**WHAT YOU SHOULD DO**
Format the entries below as a JSON list of strings, one string per line and blank lines left out. Include only the part that opens with the line containing "the dried seed" and closes with the line containing "point(20, 71)", both of those lines included.
# START OF DATA
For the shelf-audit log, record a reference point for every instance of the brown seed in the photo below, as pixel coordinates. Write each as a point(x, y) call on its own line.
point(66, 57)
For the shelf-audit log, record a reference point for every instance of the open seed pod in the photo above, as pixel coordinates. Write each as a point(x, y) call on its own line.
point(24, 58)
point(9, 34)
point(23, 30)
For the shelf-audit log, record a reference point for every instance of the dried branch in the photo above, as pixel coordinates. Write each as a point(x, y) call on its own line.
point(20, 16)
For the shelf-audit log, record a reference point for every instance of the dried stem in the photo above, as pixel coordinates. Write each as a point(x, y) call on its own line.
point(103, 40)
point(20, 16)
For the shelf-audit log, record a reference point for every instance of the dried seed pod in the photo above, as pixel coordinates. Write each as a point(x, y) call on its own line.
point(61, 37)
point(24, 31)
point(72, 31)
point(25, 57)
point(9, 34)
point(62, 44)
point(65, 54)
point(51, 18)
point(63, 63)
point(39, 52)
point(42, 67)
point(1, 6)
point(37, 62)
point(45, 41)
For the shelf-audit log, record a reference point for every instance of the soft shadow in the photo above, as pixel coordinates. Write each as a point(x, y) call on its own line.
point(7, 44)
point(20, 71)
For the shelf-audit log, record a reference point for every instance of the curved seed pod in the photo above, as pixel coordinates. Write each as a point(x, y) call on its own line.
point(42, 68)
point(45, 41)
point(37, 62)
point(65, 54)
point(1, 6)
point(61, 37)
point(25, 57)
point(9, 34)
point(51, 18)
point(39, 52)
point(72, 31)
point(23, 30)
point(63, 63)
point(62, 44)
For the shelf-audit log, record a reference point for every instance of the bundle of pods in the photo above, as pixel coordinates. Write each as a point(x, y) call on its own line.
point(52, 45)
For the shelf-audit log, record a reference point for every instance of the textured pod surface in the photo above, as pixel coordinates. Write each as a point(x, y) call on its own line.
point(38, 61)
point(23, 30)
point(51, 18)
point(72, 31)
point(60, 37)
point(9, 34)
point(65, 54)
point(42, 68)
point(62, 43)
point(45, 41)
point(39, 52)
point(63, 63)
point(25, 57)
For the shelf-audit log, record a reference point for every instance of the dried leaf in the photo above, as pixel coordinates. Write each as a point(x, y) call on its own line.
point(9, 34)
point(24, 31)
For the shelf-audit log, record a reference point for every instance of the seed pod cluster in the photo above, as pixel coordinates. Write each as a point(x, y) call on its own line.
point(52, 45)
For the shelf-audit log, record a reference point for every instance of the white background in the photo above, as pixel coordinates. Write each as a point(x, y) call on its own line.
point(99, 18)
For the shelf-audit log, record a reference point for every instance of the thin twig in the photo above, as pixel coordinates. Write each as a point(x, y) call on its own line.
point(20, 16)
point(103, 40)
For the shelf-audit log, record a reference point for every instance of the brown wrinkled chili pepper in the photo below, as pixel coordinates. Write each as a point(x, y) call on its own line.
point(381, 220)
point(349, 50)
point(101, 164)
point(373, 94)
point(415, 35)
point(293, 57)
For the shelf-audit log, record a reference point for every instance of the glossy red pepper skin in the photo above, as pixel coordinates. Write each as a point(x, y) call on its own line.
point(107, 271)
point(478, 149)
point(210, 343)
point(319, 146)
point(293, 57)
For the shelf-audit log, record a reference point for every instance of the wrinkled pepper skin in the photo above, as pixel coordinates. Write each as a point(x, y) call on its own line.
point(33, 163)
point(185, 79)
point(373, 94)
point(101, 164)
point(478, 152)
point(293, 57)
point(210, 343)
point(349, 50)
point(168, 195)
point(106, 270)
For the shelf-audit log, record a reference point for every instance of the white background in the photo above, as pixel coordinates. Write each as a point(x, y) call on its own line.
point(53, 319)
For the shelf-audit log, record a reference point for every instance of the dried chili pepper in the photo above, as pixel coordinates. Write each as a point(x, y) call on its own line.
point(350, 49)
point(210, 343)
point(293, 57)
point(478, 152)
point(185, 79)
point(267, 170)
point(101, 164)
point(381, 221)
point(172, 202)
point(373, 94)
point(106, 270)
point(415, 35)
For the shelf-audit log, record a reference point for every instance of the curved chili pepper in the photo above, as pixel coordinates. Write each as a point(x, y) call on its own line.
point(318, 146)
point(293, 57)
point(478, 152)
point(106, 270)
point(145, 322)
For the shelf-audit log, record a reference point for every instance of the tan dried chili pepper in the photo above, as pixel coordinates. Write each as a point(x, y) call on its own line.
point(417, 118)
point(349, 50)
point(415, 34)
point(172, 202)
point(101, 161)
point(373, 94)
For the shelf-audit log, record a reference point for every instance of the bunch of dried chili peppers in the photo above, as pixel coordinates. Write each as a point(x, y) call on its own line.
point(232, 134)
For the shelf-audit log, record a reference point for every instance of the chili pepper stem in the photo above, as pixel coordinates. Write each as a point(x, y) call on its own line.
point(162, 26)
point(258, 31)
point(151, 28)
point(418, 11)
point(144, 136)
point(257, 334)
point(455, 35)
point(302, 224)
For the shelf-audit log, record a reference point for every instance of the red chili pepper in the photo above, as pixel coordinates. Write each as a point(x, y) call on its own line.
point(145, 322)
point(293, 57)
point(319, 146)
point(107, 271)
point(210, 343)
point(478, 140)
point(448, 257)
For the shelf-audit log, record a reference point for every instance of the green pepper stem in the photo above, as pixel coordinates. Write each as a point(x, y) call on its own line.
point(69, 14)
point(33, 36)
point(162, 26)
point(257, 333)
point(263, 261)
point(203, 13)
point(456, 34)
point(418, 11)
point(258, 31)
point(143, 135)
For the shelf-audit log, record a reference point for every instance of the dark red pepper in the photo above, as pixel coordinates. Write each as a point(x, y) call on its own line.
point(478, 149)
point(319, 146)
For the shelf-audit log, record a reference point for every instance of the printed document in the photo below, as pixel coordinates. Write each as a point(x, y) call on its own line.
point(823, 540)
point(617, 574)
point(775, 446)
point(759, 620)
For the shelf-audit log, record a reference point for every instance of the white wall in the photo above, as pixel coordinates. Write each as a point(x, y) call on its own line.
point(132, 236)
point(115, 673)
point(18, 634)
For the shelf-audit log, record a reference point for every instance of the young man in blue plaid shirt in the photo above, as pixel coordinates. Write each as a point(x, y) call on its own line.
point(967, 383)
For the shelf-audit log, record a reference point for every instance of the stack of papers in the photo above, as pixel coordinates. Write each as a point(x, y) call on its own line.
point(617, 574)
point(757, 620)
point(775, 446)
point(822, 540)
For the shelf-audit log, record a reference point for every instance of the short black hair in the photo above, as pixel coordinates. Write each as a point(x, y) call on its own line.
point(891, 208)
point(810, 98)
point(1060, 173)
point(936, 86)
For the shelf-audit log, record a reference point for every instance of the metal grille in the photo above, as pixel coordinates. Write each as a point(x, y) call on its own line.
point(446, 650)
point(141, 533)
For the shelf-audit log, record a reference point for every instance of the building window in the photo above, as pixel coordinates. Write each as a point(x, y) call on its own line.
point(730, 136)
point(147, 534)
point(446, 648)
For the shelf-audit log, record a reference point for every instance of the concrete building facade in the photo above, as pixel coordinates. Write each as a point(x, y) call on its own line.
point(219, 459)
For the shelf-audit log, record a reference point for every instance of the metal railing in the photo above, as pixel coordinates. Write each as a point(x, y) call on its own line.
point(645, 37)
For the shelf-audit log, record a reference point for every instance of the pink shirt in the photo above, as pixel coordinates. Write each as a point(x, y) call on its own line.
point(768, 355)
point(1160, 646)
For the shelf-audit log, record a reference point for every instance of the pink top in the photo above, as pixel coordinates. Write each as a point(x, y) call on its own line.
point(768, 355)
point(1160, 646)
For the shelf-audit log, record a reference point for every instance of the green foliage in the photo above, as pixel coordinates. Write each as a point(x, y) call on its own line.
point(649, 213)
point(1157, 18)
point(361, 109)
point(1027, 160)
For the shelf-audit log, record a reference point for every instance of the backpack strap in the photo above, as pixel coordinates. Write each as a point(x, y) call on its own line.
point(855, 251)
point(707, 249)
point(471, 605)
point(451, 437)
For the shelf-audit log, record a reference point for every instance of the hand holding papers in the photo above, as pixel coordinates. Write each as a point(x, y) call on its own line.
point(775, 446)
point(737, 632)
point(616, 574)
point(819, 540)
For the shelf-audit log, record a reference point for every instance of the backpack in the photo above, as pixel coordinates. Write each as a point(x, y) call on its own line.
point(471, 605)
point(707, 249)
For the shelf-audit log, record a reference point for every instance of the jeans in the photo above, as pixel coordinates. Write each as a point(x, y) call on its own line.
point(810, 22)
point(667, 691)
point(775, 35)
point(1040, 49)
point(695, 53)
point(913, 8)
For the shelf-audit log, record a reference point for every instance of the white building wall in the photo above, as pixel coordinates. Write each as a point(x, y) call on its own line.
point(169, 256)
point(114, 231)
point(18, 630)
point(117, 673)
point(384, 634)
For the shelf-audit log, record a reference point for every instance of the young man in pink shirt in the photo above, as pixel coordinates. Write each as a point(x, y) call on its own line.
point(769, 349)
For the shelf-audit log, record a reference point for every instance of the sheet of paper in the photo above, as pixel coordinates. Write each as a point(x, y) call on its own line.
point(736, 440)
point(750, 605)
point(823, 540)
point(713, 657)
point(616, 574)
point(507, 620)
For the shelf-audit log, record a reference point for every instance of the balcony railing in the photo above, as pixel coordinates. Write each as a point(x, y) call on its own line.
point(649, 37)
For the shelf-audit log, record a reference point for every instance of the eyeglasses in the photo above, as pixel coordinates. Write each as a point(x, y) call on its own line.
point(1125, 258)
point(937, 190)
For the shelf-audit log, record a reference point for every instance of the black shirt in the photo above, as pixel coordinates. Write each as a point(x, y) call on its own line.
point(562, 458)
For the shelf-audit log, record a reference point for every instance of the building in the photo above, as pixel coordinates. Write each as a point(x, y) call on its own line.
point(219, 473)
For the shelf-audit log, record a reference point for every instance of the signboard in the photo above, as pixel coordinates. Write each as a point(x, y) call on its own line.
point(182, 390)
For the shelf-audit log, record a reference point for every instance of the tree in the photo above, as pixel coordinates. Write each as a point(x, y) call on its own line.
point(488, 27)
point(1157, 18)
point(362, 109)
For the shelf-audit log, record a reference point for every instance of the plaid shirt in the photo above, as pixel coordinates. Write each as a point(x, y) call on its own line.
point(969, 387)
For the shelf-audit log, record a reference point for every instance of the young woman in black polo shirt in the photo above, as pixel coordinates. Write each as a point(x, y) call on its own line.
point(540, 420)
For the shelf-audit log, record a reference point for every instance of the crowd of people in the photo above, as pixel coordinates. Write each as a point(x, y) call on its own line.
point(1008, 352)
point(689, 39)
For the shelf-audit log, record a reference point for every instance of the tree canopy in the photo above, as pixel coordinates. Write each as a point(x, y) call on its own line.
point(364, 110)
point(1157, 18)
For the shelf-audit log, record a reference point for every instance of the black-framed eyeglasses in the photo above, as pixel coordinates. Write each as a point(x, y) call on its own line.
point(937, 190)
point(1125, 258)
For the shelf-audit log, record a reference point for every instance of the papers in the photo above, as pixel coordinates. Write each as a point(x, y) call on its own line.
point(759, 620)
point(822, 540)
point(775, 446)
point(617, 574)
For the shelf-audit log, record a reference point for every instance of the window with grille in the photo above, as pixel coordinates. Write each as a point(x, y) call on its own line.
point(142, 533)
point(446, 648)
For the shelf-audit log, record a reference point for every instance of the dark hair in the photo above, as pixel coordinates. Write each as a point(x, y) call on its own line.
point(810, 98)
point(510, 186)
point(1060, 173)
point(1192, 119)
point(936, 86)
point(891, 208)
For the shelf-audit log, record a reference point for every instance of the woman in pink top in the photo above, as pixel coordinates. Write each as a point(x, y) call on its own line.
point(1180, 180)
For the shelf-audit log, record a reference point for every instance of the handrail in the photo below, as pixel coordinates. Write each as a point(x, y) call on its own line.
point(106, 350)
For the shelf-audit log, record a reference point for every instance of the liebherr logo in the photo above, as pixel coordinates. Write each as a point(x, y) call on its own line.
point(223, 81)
# END OF DATA
**WORKED ANSWER**
[
  "For the shelf-audit log, record a reference point for every instance of the dried seed pod in the photo above, as pixel coordinates. Write each as a point(x, y) call on its own line.",
  "point(61, 37)",
  "point(24, 31)",
  "point(72, 31)",
  "point(25, 57)",
  "point(9, 34)",
  "point(62, 44)",
  "point(65, 54)",
  "point(51, 18)",
  "point(63, 63)",
  "point(39, 52)",
  "point(42, 67)",
  "point(1, 6)",
  "point(37, 62)",
  "point(45, 41)",
  "For the shelf-audit log, record a reference point for every instance of the soft shadow in the photo above, as pixel coordinates. Write each as a point(x, y) call on its own line.",
  "point(7, 44)",
  "point(20, 71)"
]